Task data —
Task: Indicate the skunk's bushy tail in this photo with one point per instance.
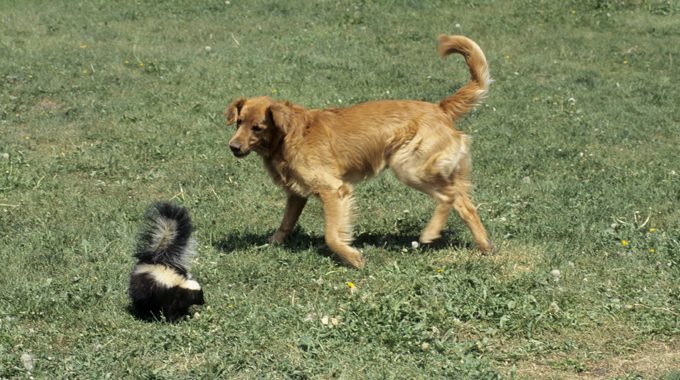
(166, 236)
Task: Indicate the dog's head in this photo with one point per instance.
(261, 124)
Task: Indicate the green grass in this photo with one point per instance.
(106, 107)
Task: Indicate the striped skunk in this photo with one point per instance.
(160, 284)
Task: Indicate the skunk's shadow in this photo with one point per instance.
(299, 241)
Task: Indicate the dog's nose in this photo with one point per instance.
(235, 148)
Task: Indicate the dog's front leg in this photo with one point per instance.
(337, 207)
(294, 206)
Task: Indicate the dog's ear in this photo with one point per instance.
(282, 116)
(233, 109)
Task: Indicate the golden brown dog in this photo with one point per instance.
(322, 152)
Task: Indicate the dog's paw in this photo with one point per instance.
(355, 261)
(427, 238)
(489, 248)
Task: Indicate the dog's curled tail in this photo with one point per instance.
(470, 95)
(166, 237)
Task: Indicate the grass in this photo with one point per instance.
(106, 107)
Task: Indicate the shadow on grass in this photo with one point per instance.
(299, 241)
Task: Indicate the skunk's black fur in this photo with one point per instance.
(160, 283)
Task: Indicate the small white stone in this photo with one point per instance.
(27, 361)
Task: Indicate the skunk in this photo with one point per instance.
(160, 284)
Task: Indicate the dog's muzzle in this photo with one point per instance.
(236, 150)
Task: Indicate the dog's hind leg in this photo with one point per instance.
(468, 212)
(294, 206)
(337, 206)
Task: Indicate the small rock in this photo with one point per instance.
(27, 361)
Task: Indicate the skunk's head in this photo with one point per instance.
(158, 290)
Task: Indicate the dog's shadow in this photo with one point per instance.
(300, 240)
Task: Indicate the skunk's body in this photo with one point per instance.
(160, 283)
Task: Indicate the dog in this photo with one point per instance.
(323, 152)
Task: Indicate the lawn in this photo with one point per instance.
(108, 106)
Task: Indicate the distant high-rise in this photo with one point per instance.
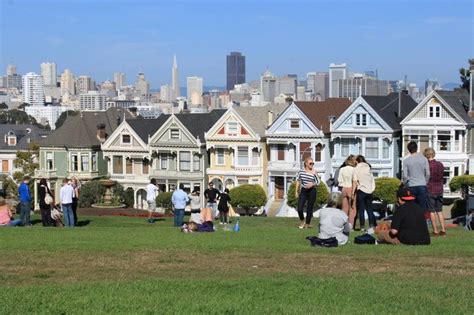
(67, 83)
(235, 69)
(194, 90)
(336, 72)
(33, 89)
(48, 71)
(175, 80)
(120, 80)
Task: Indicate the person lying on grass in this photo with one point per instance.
(408, 224)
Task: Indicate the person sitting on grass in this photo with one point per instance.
(6, 217)
(408, 224)
(333, 222)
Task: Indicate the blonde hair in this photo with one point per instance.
(429, 153)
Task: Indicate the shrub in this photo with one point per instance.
(322, 196)
(163, 200)
(248, 196)
(386, 189)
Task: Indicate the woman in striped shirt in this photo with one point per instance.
(306, 182)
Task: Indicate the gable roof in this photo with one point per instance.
(257, 116)
(319, 112)
(25, 134)
(387, 107)
(80, 131)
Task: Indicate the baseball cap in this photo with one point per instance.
(405, 194)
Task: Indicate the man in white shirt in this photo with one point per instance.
(65, 197)
(151, 192)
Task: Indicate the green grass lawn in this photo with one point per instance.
(125, 265)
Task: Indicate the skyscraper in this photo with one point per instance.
(194, 90)
(175, 80)
(336, 72)
(48, 71)
(235, 69)
(33, 89)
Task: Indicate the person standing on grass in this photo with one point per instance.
(151, 192)
(363, 186)
(416, 174)
(179, 200)
(45, 207)
(212, 194)
(65, 197)
(25, 201)
(435, 192)
(346, 173)
(307, 181)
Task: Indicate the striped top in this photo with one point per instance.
(305, 178)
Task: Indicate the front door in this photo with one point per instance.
(279, 188)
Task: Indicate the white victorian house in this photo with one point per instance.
(371, 127)
(441, 121)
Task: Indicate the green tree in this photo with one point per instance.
(322, 196)
(64, 115)
(248, 196)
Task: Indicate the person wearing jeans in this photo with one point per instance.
(25, 201)
(179, 200)
(363, 185)
(65, 197)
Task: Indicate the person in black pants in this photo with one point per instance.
(45, 208)
(306, 182)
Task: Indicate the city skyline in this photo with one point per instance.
(406, 41)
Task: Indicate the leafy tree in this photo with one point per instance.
(64, 115)
(322, 196)
(248, 196)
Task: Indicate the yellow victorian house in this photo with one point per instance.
(237, 147)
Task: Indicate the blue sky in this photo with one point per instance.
(420, 38)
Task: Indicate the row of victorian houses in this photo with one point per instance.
(257, 145)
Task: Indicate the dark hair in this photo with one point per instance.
(412, 147)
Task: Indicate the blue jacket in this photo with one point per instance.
(24, 193)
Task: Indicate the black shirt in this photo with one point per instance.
(409, 220)
(211, 194)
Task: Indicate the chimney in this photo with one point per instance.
(101, 134)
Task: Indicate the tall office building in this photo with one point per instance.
(235, 69)
(336, 72)
(120, 80)
(175, 80)
(33, 89)
(48, 71)
(194, 90)
(67, 83)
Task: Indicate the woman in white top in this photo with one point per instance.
(345, 181)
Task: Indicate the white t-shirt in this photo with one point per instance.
(332, 223)
(151, 191)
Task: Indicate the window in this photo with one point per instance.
(117, 164)
(294, 124)
(361, 120)
(74, 162)
(243, 155)
(255, 156)
(128, 166)
(85, 162)
(372, 147)
(126, 139)
(164, 161)
(174, 133)
(145, 166)
(220, 156)
(196, 162)
(49, 160)
(184, 161)
(386, 149)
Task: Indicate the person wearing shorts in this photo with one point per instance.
(435, 192)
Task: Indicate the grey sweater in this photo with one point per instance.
(416, 170)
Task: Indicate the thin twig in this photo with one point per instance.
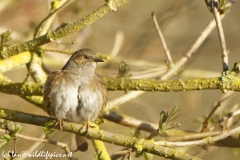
(222, 39)
(208, 140)
(139, 144)
(205, 123)
(228, 116)
(60, 144)
(166, 50)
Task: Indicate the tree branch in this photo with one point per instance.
(138, 144)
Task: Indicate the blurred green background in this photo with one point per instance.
(181, 23)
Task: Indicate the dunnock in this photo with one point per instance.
(76, 93)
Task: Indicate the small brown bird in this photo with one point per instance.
(76, 93)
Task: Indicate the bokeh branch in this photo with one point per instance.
(62, 30)
(138, 144)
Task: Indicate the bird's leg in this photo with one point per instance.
(60, 122)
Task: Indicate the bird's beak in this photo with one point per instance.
(98, 60)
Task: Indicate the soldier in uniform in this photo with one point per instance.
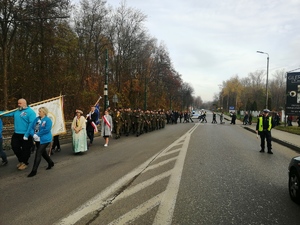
(127, 121)
(147, 123)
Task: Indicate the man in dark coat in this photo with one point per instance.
(91, 126)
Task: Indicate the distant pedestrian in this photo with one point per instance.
(233, 118)
(221, 117)
(246, 119)
(107, 127)
(91, 127)
(79, 133)
(214, 118)
(263, 128)
(41, 132)
(289, 120)
(21, 141)
(56, 144)
(2, 152)
(250, 118)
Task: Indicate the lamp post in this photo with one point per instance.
(267, 76)
(106, 103)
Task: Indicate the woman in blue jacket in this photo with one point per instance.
(41, 133)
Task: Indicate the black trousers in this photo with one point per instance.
(55, 142)
(265, 135)
(90, 134)
(21, 147)
(41, 151)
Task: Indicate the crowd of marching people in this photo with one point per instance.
(32, 132)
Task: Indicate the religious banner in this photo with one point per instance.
(293, 93)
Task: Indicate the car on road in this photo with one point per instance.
(294, 179)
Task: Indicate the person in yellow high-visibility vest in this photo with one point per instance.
(263, 128)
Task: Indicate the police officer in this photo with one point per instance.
(263, 128)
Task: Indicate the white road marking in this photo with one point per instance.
(166, 208)
(166, 200)
(138, 211)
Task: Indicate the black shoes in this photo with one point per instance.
(50, 165)
(32, 174)
(269, 151)
(4, 163)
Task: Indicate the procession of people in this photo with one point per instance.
(32, 130)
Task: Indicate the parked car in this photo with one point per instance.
(294, 179)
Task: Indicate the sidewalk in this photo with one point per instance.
(286, 139)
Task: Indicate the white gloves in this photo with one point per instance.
(36, 138)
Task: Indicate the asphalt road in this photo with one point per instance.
(183, 174)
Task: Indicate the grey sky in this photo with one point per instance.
(210, 41)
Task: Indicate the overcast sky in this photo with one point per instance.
(209, 41)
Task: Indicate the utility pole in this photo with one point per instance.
(106, 81)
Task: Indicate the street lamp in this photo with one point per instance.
(267, 76)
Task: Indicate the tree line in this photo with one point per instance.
(249, 93)
(51, 47)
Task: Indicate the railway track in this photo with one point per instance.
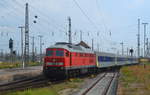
(103, 85)
(32, 82)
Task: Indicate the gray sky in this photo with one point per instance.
(118, 17)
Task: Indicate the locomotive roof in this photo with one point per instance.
(112, 55)
(72, 47)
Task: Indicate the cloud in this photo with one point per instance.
(136, 3)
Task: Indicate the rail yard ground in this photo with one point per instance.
(135, 80)
(64, 88)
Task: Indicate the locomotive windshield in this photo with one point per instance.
(49, 53)
(59, 53)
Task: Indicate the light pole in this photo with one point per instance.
(122, 48)
(22, 57)
(40, 36)
(144, 35)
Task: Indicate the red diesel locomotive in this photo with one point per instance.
(66, 60)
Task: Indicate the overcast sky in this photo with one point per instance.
(108, 22)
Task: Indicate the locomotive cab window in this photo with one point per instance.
(59, 53)
(49, 53)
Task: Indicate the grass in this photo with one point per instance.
(64, 88)
(135, 80)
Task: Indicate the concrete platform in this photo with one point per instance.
(8, 75)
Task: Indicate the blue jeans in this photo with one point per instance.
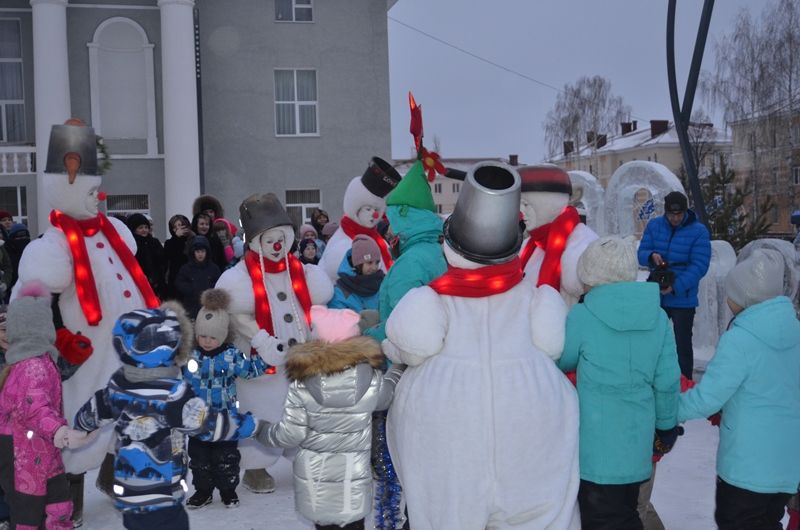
(682, 322)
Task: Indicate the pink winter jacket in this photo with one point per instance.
(31, 412)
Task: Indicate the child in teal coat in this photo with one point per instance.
(754, 378)
(622, 345)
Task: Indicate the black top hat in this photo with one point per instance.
(380, 177)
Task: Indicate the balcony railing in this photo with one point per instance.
(17, 159)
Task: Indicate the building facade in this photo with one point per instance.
(223, 97)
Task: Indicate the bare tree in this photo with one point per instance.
(588, 106)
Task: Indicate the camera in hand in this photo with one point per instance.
(663, 276)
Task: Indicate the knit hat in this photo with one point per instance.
(413, 190)
(307, 228)
(333, 325)
(757, 278)
(29, 324)
(675, 202)
(364, 249)
(213, 319)
(609, 259)
(545, 177)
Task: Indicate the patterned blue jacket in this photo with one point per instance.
(152, 419)
(213, 378)
(687, 251)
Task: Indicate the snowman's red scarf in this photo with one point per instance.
(299, 286)
(478, 283)
(352, 229)
(552, 238)
(75, 230)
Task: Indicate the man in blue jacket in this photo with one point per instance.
(679, 243)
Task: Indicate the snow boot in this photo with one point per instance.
(258, 481)
(199, 499)
(229, 498)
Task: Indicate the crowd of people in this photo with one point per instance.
(530, 380)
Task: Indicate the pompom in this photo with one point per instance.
(215, 299)
(34, 289)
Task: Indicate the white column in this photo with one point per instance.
(50, 86)
(179, 94)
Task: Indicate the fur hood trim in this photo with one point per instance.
(187, 332)
(325, 358)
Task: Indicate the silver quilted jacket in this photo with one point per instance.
(334, 390)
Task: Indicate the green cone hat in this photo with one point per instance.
(413, 190)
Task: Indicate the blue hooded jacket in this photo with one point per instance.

Instruction —
Can you express the records from the line with "Task: Indicate the knit" (that line included) through the end of the records as a JSON list of strings, one string per line and no blank lines?

Response —
[
  "Task: Indicate the knit hat in this photo with one point per instance.",
  "(413, 190)",
  "(307, 228)",
  "(333, 325)",
  "(757, 278)",
  "(29, 324)",
  "(675, 202)",
  "(364, 249)",
  "(213, 319)",
  "(609, 259)",
  "(545, 177)",
  "Task: Indicate the patterned blue jacket in this photo with one point per instance.",
  "(152, 419)",
  "(213, 378)",
  "(687, 251)",
  "Task: Indicate the snowman's red scarf in this photo with one point per instance.",
  "(299, 286)",
  "(478, 283)",
  "(352, 229)",
  "(552, 238)",
  "(75, 230)",
  "Task: Indicate the man in blue jacket in this photo with one point per instance.",
  "(679, 243)",
  "Task: Indicate the snow boot in this photo with one point per instance.",
  "(258, 481)",
  "(199, 499)",
  "(229, 498)",
  "Task: Indicate the crowd of people in this photo with one point per instance.",
  "(530, 380)",
  "Task: Indicate the pompom in this photo with one point per instance.",
  "(215, 299)",
  "(34, 289)",
  "Task: Indicate the white column in this photo with one point per instance.",
  "(50, 86)",
  "(179, 94)",
  "Task: Indicate the fur hood trim in this photo with one point per instance.",
  "(187, 332)",
  "(325, 358)",
  "Task: Indicate the silver quilted jacket in this photo with one point per instance.",
  "(334, 390)",
  "Task: Indicate the green cone hat in this photo with one point per instance.",
  "(413, 190)",
  "Task: Indicate the blue hooded jacket in this photo with one point per instance."
]